Dunque, è all’evidenza come il contribuente non venne posto in condizione di formulare motivi aggiunti avverso gli atti impugnati, per l’assorbente considerazione che il concessionario della riscossione depositò gli atti rilevanti, ben oltre i termini fissati per la sua costituzione in giudizio e financo per la produzione – entro venti giorni prima dell’udienza di discussione – di nuovi documenti D.Lgs. n. 546 del 1992, ex art. 32, comma 1.

Ne discende che il primo atto difensivo con il quale il contribuente venne posto in condizione di proporre motivi aggiunti avverso l’atto impositivo impugnato, concernenti i vizi della notifica della cartella impugnata, deve individuarsi esattamente nel ricorso in appello innanzi alla commissione tributaria regionale, restando esclusa la lamentata inammissibilità dei motivi articolati nel detto atto.

3. Con il terzo motivo deduce violazione del D.Lgs. 31 dicembre 1992, n. 546, artt. 19 e 21, atteso che il giudice di merito non ha dichiarato l’inammissibilità del ricorso introduttivo, poichè formulato oltre il termine di decadenza fissato dalla legge per l’impugnazione degli atti impositivi.

3.1. Il motivo è manifestamente infondato, atteso che una volta accertato il vizio – sia esso di inesistenza o di nullità – della notifica della cartella impugnata, è all’evidenza come non possa decorrere alcun termine decadenziale, avendo il contribuente il diritto di impugnare, ai sensi del D.Lgs. n. 546 del 1992 cit., art. 19, comma 3, l’atto non notificato unitamente al successivo atto effettivamente notificato.

4. Con il quarto motivo si duole del vizio di motivazione, ex art. 360 c.p.c., comma 1, n. 5), in cui è incorso il giudice d’appello, avendo omesso di motivare in ordine alle ragioni che inducevano a ritenere viziato l’avviso di ricevimento relativo alla notifica della cartella impugnata.

5. Con il quinto mezzo lamenta la violazione del D.P.R. n. 602 del 1973, art. 26, avendo la commissione tributaria regionale ritenuto inesistente la notifica della cartella impugnata, sol perchè nell’avviso di ricevimento non era stato identificata la persona che si era ricevuto l’atto e il medesimo atto risultava altresì privo della sottoscrizione dell’agente postale.

5.1. I due motivi, connessi per il comune oggetto, sono entrambi infondati.

In tema di notificazione per mezzo del servizio postale, questa Corte ha già affermato che l’avviso di ricevimento, prescritto dall’art. 149 c.p.c., è il solo documento idoneo a provare sia la consegna, sia la data di questa, sia l’identità della persona a mani della quale la consegna è stata eseguita. Consegue che la mancanza di sottoscrizione dell’agente postale sull’avviso di ricevimento del piego raccomandato rende inesistente e non soltanto nulla la notificazione, rappresentando la sottoscrizione l’unico elemento valido a riferire la paternità dell’atto all’agente postale (Cass. 08/11/2013, n. 25138; Cass. 21/05/1992, n. 6146).

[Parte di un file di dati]
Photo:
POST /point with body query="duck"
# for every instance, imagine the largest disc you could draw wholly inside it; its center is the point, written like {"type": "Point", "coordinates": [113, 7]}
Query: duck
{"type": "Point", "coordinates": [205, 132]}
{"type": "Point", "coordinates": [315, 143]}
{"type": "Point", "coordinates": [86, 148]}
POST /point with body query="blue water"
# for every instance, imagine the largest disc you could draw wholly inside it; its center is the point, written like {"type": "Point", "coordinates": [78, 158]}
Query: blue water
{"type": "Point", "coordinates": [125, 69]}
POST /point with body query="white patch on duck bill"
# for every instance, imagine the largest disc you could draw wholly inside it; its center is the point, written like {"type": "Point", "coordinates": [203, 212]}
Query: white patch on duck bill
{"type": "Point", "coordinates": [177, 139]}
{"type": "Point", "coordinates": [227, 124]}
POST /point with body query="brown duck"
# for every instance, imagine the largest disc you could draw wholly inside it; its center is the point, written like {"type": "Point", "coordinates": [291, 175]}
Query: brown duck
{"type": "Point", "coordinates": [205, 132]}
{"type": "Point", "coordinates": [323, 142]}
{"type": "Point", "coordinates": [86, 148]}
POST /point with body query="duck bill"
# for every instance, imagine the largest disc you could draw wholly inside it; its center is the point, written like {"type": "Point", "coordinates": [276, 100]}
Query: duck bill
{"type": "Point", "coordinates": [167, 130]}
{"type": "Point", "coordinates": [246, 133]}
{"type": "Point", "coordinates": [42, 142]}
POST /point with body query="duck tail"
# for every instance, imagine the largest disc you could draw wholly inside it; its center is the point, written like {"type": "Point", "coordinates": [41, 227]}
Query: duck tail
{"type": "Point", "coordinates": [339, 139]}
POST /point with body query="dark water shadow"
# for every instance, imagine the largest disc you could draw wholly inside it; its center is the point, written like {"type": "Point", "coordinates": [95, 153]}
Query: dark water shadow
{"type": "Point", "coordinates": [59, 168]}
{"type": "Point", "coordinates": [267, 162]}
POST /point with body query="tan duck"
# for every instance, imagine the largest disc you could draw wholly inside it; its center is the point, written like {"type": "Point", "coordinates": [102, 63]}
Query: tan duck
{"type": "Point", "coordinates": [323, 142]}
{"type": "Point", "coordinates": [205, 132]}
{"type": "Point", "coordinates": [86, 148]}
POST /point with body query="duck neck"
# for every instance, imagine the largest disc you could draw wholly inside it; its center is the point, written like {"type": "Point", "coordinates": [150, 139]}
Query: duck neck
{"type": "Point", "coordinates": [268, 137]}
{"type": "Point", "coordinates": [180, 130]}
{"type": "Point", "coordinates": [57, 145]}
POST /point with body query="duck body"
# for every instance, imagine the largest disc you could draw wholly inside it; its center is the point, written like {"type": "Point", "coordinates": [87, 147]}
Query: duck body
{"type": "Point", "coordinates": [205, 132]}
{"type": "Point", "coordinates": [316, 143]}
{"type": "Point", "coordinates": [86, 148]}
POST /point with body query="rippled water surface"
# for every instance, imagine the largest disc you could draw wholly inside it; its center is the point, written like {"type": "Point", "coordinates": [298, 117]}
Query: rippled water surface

Esercizi da svolgere -
a) Secondo il brano sulla notifica della cartella, l'avviso di ricevimento è il solo documento adatto a provare alcune cose. Elencale tutte.
b) Prosegui il brano sulla notifica della cartella, partendo dopo la sua ultima frase.

Soluzioni dell'esercizio -
a) La consegna; la data della consegna; l'identità della persona a mani della quale la consegna è stata eseguita.

b)
In direzione contraria non vale richiamare l’orientamento delle Sezioni Unite di questa Corte, a tenore del quale l’inesistenza della notificazione del ricorso per cassazione è configurabile, in base ai principi di strumentalità delle forme degli atti processuali e del giusto processo, oltre che in caso di totale mancanza materiale dell’atto, nelle sole ipotesi in cui venga posta in essere un’attività priva degli elementi costitutivi essenziali idonei a rendere riconoscibile un atto qualificabile come notificazione, ricadendo ogni altra ipotesi di difformità dal modello legale nella categoria della nullità. Tali elementi consistono: a) nell’attività di trasmissione, svolta da un soggetto qualificato, dotato, in base alla legge, della possibilità giuridica di compiere detta attività, in modo da poter ritenere esistente e individuabile il potere esercitato; b) nella fase di consegna, intesa in senso lato come raggiungimento di uno qualsiasi degli esiti positivi della notificazione previsti dall’ordinamento, restando, pertanto, esclusi soltanto i casi in cui l’atto venga restituito puramente e semplicemente al mittente, così da dover reputare la notificazione meramente tentata ma non compiuta, cioè, in definitiva, omessa (Cass. S.U. 20/07/2016, n. 14916).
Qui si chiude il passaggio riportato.